**SOAL SINGKAT A**
Dalam teks tentang kesucian di hadapan Allah, apa yang wajib dilakukan seorang Muslim sebelum sholat?
**SOAL SINGKAT B**
Tulis lanjutan teks tentang kesucian di hadapan Allah, mulai setelah kalimat terakhir yang ditampilkan.

**TEKS YANG DITAMPILKAN**
+++

Dapatkah
seorang pria atau wanita yang tidak suci berdiri di hadapan Allah?
Semua
agama, khususnya agama Yahudi, Islam, dan Kristen percaya bahwa Allah Maha
Suci. Dan memang demikianlah adanya, Allah Maha Suci! Kitab Suci Allah
menuliskan “Sebab Allah kita adalah api yang menghanguskan” (Injil,
Surat Ibrani 12:29). Apa saja yang tidak suci di mata Allah, akan dibakar
habis. Tidak ada dosa yang tertinggal dimana Allah berada (Kitab Nabi Yesaya
6:7). Jika seseorang ingin masuk surga dan tinggal bersama dengan Allah, maka
haruslah ia sungguh-sungguh suci! Bagaimana pandangan Islam tentang kesucian?
Menurut pendapat orang-orang Muslim, menjadi suci bergantung pada apa yang
dilakukannya. Penekanannya ialah pada perbuatannya.
Orang Yang Tidak Suci Terpisah dari
Allah
Kafir Kristen Pemuja Yesus menulis: Seorang
Muslim wajib berwudhu sebelum sholat. Penyucian dimaksudkan bertujuan
untuk membersihkan diri dari kenajisan, agar dapat menghadap Allah. Bila
bersentuhan dengan lawan jenis, akan dianggap najis dan wajib untuk berwudhu
kembali.

+++

**SEGMEN DATA**
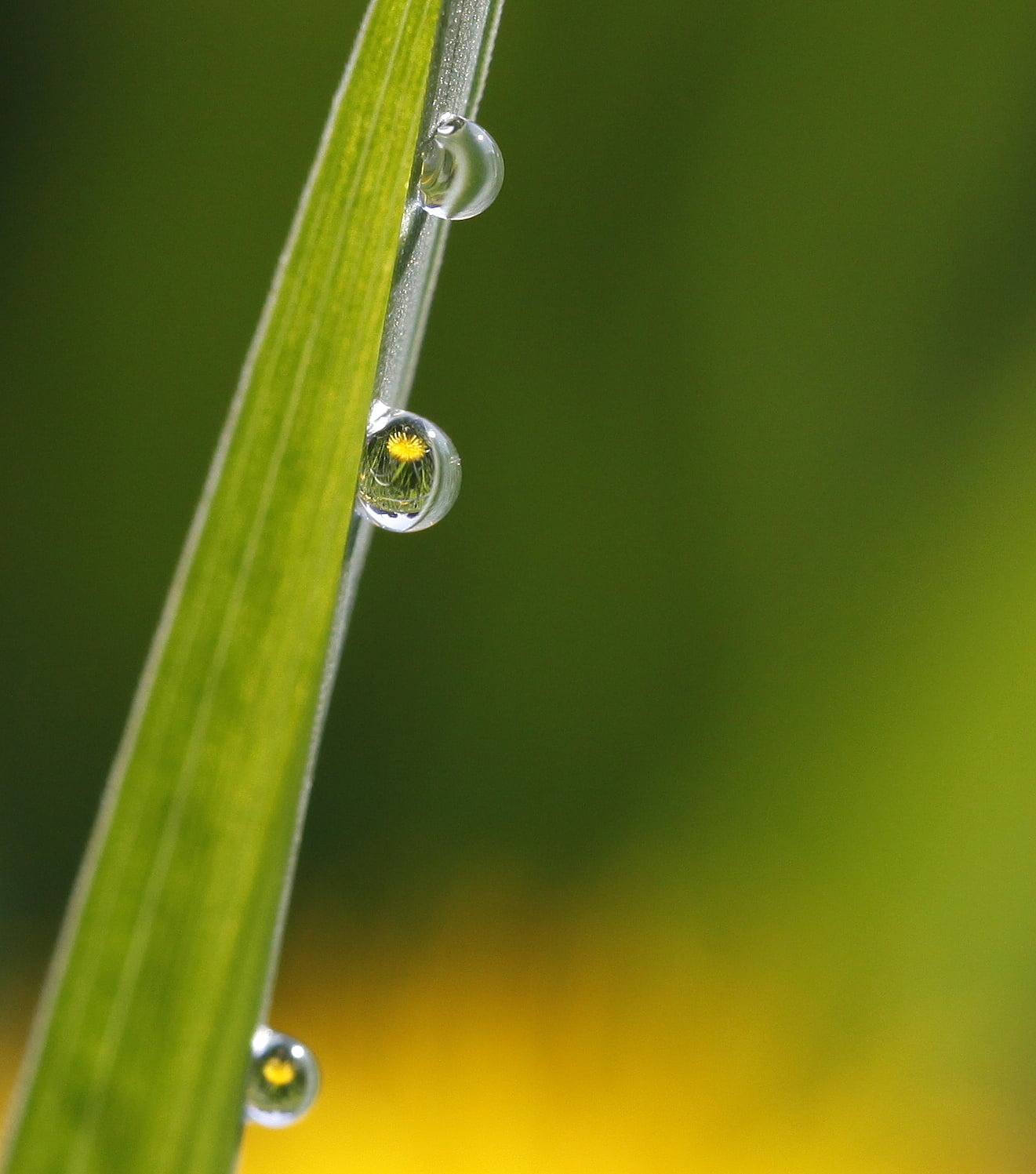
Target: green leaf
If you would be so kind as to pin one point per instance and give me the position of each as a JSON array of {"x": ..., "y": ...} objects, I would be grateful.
[{"x": 141, "y": 1050}]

+++

**KELUARAN YANG DIHARAPKAN A**
Berwudhu.

**KELUARAN YANG DIHARAPKAN B**
Bagi
wanita Muslim, ada saat-saat tertentu dimana mereka tidak dapat menghadap
Allah. Yaitu ketika dia dalam masa datang bulan (haid). Wanita yang sedang haid
juga tidak diperkenankan memegang Al-Quran bahkan tidak diijinkan masuk ke
dalam Masjid. Selama masa-masa haid tersebut, wanita Muslim terpisah dari
Allah. Ia harus menunggu hingga masa haidnya selesai, baru kemudian dapat
melakukan aktivitas keagamaannya.
Jawaban Saya: Kafir Kristen pemuja
Yesus yang tidak tahu apa-apa tentang Islam, berbicara mengenai Islam seolah mereka
tahu benar tentang Islam. Mereka mengatakan seorang Muslim yang telah suci
setelah wudhu, harus kembali berwudhu bila bersentuhan dengan lawan jenis
karena di anggap najis. Sampai di sini terlihat kalau kafir Kristen pemuja
Yesus tidak dapat membedakan antara najis dan hadats. Bersentuhan kulit dengan
lawan jenis tidak membuat najis. Bersentuhan kulit dengan lawan jenis adalah
salah satu sebab seseorang berhadats. Jika terjadi setelah berwudhu maka
wudhunya batal dan harus di ulang kembali. Jadi yang menyebabkan seseorang
harus mengulang wudhu adalah jika dia berhadats, bukan karena kena najis.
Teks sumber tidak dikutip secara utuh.